[Activity] Within the entries below, every line containing "beach" is to be copied.

[Stored data entries]

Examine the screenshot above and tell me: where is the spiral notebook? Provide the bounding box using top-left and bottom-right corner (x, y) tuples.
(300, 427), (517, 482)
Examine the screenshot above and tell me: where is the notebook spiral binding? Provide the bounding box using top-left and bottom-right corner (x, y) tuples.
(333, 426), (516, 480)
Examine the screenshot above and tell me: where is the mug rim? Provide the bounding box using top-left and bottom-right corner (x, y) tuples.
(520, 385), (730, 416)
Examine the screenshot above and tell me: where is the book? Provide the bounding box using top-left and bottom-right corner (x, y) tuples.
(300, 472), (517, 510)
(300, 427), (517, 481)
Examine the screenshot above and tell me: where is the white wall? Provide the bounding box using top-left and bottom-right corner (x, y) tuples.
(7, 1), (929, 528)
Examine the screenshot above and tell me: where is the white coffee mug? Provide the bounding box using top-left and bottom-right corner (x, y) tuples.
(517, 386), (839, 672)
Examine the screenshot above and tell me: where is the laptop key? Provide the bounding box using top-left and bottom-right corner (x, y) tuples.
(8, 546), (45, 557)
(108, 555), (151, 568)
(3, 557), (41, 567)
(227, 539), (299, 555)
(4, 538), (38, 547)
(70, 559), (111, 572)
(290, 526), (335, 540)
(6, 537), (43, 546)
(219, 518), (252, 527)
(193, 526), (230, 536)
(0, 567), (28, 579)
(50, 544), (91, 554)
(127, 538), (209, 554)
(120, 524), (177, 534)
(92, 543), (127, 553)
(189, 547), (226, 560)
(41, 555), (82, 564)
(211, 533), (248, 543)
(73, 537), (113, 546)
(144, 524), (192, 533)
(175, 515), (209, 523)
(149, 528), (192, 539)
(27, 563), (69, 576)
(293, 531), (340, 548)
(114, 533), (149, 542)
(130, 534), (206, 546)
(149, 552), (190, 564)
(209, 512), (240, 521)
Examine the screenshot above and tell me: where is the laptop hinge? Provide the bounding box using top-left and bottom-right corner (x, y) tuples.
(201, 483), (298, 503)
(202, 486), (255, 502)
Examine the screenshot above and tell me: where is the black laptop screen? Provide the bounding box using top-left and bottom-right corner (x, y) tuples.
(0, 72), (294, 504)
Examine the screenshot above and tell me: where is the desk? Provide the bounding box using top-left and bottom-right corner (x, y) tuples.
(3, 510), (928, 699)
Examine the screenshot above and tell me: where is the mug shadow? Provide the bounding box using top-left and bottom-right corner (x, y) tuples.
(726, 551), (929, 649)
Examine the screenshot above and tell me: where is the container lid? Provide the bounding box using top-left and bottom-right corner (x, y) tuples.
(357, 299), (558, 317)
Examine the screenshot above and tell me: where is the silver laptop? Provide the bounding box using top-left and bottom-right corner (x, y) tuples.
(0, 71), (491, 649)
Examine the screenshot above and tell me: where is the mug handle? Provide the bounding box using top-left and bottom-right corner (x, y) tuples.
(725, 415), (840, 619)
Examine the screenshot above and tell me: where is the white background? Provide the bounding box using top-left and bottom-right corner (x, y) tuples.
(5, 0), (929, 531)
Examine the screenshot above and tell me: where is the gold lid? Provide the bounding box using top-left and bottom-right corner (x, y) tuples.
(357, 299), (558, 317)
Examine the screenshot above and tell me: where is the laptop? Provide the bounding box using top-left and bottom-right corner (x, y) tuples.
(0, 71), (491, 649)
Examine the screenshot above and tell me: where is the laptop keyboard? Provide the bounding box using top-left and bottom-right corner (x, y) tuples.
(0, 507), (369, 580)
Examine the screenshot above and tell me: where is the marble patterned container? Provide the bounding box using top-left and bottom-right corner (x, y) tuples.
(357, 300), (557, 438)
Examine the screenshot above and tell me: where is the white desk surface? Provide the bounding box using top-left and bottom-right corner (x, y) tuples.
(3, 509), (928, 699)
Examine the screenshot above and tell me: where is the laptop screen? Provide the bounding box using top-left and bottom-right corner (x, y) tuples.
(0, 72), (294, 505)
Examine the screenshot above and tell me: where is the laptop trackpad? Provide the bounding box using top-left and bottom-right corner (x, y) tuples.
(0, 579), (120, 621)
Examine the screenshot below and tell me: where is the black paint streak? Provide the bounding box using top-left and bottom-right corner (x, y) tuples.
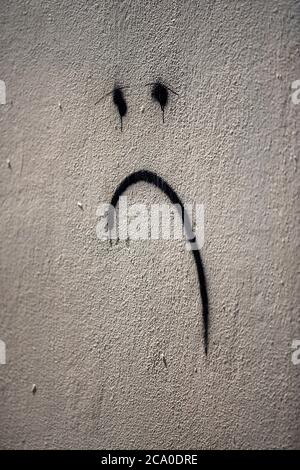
(147, 81), (178, 123)
(95, 86), (128, 131)
(112, 87), (127, 131)
(109, 170), (209, 354)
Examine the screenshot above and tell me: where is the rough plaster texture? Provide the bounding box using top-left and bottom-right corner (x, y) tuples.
(0, 0), (300, 450)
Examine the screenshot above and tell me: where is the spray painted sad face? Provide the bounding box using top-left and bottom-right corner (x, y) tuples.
(96, 80), (209, 355)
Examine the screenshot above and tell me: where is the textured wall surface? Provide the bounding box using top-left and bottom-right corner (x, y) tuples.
(0, 0), (299, 449)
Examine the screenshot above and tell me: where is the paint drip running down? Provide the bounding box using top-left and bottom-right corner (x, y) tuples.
(149, 81), (178, 123)
(112, 87), (127, 131)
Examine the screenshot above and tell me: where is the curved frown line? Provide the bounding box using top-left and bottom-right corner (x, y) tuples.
(109, 170), (209, 355)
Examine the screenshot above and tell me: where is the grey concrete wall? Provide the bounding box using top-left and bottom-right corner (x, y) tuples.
(0, 0), (299, 449)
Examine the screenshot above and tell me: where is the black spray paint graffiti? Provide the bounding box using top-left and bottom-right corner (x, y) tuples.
(96, 81), (178, 129)
(95, 85), (128, 131)
(146, 81), (178, 123)
(108, 170), (209, 355)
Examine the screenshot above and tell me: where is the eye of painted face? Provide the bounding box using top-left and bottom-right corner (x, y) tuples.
(113, 88), (127, 118)
(151, 82), (168, 111)
(112, 87), (127, 131)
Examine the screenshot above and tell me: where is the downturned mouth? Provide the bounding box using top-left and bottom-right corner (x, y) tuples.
(108, 170), (209, 355)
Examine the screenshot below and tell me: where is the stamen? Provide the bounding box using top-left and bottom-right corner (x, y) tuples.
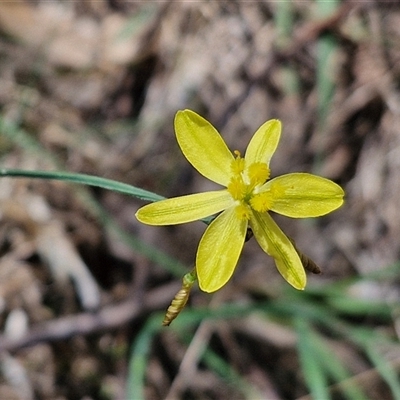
(227, 176), (245, 200)
(250, 191), (274, 212)
(247, 163), (270, 186)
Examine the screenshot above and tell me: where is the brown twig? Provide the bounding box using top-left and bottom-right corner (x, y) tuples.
(0, 283), (178, 353)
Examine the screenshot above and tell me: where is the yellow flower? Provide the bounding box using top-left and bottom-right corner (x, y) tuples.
(136, 110), (344, 293)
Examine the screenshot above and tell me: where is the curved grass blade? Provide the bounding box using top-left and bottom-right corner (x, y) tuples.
(350, 329), (400, 400)
(296, 317), (330, 399)
(127, 316), (160, 400)
(0, 168), (164, 203)
(201, 347), (263, 399)
(314, 0), (340, 173)
(0, 168), (217, 226)
(365, 343), (400, 400)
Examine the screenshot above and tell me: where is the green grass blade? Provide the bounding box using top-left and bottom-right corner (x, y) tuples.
(201, 347), (263, 399)
(316, 342), (368, 400)
(296, 317), (330, 399)
(316, 0), (339, 124)
(365, 344), (400, 400)
(275, 0), (294, 48)
(327, 296), (392, 318)
(0, 168), (165, 202)
(314, 0), (340, 173)
(296, 317), (368, 400)
(0, 168), (217, 229)
(275, 1), (301, 96)
(348, 329), (400, 400)
(118, 3), (158, 40)
(127, 316), (161, 400)
(317, 33), (337, 125)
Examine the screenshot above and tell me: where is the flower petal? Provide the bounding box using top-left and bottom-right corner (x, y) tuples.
(196, 207), (247, 292)
(250, 211), (306, 290)
(245, 119), (281, 166)
(175, 110), (234, 186)
(262, 173), (344, 218)
(136, 190), (233, 225)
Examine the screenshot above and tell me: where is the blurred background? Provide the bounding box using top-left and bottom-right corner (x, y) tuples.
(1, 1), (400, 399)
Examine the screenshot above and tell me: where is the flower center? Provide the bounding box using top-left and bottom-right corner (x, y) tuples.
(227, 151), (273, 219)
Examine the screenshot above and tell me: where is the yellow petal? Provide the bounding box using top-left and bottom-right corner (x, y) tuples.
(175, 110), (234, 186)
(262, 173), (345, 218)
(245, 119), (281, 166)
(136, 190), (233, 225)
(250, 211), (306, 290)
(196, 207), (247, 292)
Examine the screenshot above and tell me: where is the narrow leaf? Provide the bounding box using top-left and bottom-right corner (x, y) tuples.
(0, 168), (164, 202)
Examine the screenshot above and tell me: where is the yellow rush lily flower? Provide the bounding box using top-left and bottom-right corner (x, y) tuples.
(136, 110), (344, 293)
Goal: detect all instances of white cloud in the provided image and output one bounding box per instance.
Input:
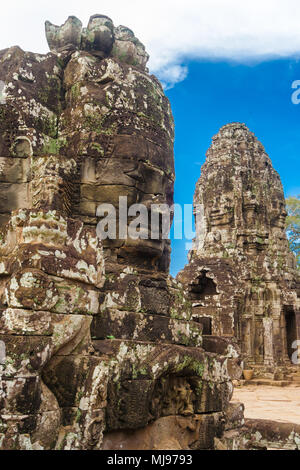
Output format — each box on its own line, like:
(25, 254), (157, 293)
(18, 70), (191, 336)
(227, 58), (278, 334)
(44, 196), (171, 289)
(157, 65), (188, 90)
(1, 0), (300, 87)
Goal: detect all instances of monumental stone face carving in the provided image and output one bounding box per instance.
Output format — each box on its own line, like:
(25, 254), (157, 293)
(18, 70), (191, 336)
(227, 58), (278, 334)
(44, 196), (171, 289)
(0, 16), (242, 450)
(178, 123), (300, 376)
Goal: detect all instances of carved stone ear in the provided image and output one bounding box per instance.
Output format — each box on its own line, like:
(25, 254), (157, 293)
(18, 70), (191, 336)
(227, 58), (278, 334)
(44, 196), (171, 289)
(30, 155), (77, 214)
(112, 25), (149, 69)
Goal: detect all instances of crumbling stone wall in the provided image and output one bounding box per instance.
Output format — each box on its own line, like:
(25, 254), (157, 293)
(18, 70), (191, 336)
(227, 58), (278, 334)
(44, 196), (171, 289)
(178, 123), (300, 376)
(0, 15), (242, 450)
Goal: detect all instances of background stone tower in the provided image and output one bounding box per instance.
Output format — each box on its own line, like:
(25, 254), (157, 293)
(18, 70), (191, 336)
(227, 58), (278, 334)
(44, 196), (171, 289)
(178, 122), (300, 375)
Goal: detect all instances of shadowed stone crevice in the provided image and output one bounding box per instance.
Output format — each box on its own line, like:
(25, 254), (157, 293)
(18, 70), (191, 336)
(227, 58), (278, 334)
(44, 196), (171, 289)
(189, 270), (218, 300)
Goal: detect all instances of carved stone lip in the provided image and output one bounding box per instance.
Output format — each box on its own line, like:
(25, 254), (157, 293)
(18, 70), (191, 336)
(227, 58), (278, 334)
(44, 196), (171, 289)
(210, 212), (232, 221)
(272, 215), (286, 228)
(243, 203), (258, 210)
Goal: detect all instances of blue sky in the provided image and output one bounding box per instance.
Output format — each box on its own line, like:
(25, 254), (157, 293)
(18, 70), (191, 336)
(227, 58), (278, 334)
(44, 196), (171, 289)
(167, 58), (300, 276)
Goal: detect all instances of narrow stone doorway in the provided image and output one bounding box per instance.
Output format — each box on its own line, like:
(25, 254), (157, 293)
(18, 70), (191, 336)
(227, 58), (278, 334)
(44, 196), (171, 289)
(199, 316), (212, 335)
(284, 307), (297, 361)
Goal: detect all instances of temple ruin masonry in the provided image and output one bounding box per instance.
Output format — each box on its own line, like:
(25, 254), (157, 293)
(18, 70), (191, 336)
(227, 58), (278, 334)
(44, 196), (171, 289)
(0, 15), (298, 450)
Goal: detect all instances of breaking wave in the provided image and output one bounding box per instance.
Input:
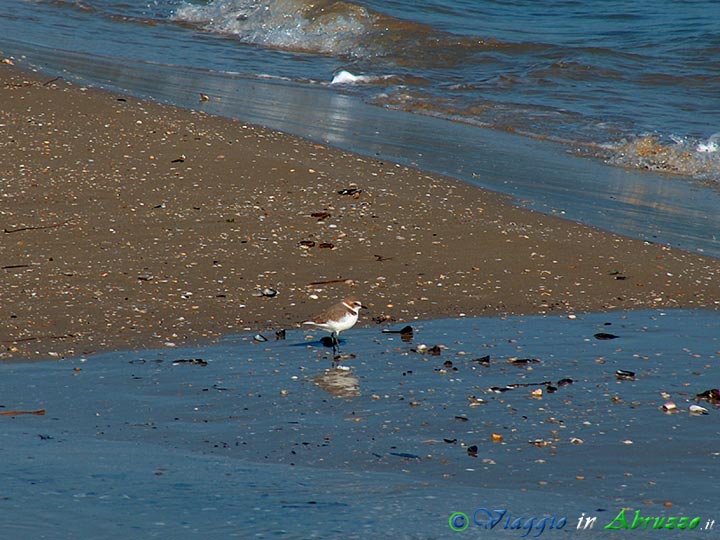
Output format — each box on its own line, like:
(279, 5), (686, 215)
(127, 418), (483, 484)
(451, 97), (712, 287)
(606, 133), (720, 184)
(170, 0), (720, 185)
(172, 0), (457, 59)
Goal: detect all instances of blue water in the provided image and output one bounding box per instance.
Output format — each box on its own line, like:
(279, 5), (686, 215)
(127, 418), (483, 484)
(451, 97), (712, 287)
(2, 312), (719, 538)
(3, 0), (719, 178)
(2, 0), (720, 255)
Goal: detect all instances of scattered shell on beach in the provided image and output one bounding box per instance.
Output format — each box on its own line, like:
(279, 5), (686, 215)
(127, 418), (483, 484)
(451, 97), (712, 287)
(171, 358), (207, 366)
(661, 401), (678, 413)
(491, 433), (503, 443)
(310, 211), (331, 221)
(695, 388), (720, 403)
(529, 439), (553, 448)
(530, 388), (543, 398)
(509, 357), (540, 365)
(254, 288), (278, 298)
(471, 355), (490, 366)
(467, 395), (486, 407)
(570, 437), (584, 444)
(615, 369), (636, 381)
(337, 186), (362, 197)
(689, 404), (709, 415)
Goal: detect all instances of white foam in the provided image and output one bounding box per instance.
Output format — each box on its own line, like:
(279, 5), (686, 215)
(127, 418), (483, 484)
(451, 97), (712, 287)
(330, 70), (372, 85)
(173, 0), (373, 56)
(696, 132), (720, 153)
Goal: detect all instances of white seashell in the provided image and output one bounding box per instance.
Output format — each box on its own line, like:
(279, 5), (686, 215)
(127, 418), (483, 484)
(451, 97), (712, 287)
(689, 404), (709, 415)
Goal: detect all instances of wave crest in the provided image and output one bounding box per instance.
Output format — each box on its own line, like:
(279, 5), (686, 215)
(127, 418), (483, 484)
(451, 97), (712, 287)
(608, 134), (720, 184)
(174, 0), (378, 56)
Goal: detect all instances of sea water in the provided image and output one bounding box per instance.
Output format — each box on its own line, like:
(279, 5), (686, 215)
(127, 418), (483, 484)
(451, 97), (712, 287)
(2, 0), (720, 255)
(3, 0), (719, 179)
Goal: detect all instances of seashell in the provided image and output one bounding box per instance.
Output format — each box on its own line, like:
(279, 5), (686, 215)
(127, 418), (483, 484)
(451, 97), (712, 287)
(689, 404), (709, 415)
(695, 388), (720, 403)
(468, 396), (486, 407)
(510, 357), (540, 365)
(254, 287), (278, 297)
(253, 334), (268, 342)
(472, 355), (490, 366)
(615, 369), (635, 381)
(529, 439), (552, 447)
(662, 401), (677, 412)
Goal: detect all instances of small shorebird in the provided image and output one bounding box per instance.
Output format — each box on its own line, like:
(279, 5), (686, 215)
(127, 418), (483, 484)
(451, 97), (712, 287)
(302, 297), (363, 354)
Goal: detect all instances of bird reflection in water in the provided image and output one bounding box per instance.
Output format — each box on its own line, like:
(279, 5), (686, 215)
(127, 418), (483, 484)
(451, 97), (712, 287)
(313, 367), (360, 398)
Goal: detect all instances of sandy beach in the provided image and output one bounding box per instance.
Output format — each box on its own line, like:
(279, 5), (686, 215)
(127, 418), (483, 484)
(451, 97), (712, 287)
(2, 62), (720, 360)
(2, 61), (720, 540)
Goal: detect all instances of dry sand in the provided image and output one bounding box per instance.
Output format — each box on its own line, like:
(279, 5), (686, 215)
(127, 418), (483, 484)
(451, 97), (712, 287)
(2, 63), (719, 359)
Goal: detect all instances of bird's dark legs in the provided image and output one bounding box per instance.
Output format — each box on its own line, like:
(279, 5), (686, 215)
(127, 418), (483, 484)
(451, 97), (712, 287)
(331, 332), (341, 362)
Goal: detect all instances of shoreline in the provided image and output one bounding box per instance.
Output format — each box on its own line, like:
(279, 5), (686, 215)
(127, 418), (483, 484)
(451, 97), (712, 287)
(2, 62), (720, 360)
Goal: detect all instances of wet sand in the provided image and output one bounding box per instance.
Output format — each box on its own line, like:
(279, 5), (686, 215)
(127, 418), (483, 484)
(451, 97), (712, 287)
(2, 63), (720, 360)
(2, 311), (719, 538)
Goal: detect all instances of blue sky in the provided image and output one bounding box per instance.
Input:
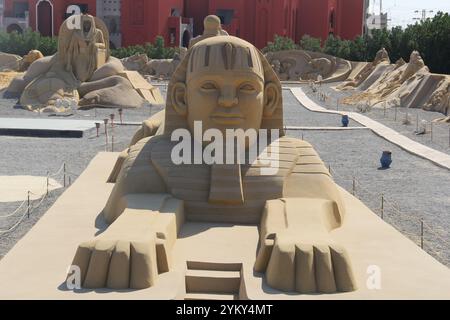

[Response area]
Goal: detect all instances of scattered shell on beach in the provided image and output one bounding box per instance.
Goal: detect all instances of sandy beach in the provided image and output one bounding box per instance.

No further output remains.